Entries taken from a collection
+++

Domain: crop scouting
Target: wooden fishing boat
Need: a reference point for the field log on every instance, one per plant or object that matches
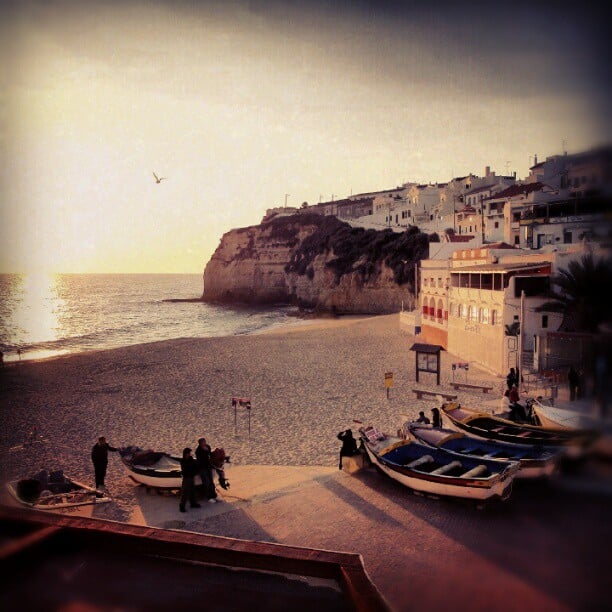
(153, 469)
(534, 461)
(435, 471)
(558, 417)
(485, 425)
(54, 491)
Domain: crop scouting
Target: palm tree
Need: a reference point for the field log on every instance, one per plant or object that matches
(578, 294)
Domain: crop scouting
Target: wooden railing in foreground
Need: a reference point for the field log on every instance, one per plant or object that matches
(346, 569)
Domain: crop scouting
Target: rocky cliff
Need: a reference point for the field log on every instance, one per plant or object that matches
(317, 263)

+++

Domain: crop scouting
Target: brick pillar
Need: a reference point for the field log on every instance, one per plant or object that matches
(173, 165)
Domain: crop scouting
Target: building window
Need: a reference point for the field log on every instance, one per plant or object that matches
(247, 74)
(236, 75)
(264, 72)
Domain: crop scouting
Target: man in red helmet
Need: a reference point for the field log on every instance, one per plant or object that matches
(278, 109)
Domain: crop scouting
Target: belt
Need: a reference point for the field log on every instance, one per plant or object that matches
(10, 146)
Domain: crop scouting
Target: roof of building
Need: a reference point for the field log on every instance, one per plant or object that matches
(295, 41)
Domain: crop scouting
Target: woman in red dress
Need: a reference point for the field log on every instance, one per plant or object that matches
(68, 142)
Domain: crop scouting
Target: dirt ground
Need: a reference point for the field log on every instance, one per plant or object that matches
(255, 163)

+++

What this task involves: Within the lines above, find those holding the word "Target" and copy them.

The answer:
Target: wooden fishing boat
Target: palm tree
Target: wooden railing in foreground
Target: rocky cliff
Target: brick pillar
Target: building window
Target: man in red helmet
Target: belt
Target: roof of building
Target: woman in red dress
Target: dirt ground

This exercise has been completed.